---------- Given data

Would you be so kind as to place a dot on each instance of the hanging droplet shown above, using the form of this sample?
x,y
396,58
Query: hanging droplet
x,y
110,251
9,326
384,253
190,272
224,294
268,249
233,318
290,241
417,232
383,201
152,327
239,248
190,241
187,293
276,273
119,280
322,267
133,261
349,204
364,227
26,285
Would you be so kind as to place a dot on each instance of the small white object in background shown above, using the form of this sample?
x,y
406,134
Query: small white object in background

--------------------
---------- Given data

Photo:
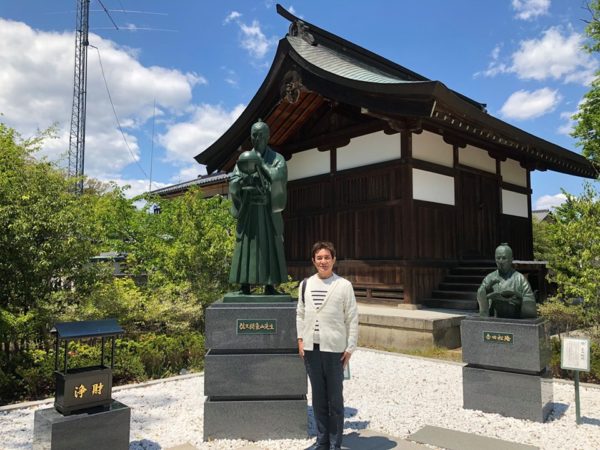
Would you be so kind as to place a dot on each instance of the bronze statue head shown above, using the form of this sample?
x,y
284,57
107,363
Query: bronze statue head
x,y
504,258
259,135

--------------------

• _Work required_:
Reproduce the data between the lines holding "of the hanging" and "Query: small white object in background", inclusive, swapping "dot" for "mark" and leaving everything else unchanged.

• _Written response_:
Would you be so kind as to place a mark on each instance of the hanging droplet shown above, using the form of this sample?
x,y
396,58
Query: hanging droplet
x,y
110,251
9,326
384,253
190,272
224,294
268,249
233,318
290,241
417,232
383,201
152,327
239,248
190,241
187,293
276,273
119,280
322,267
133,261
349,204
364,227
26,285
Would you be so kind as to place a mark on each instance of the small white object in background shown above, using the form of this sample?
x,y
406,134
Query: small white object in background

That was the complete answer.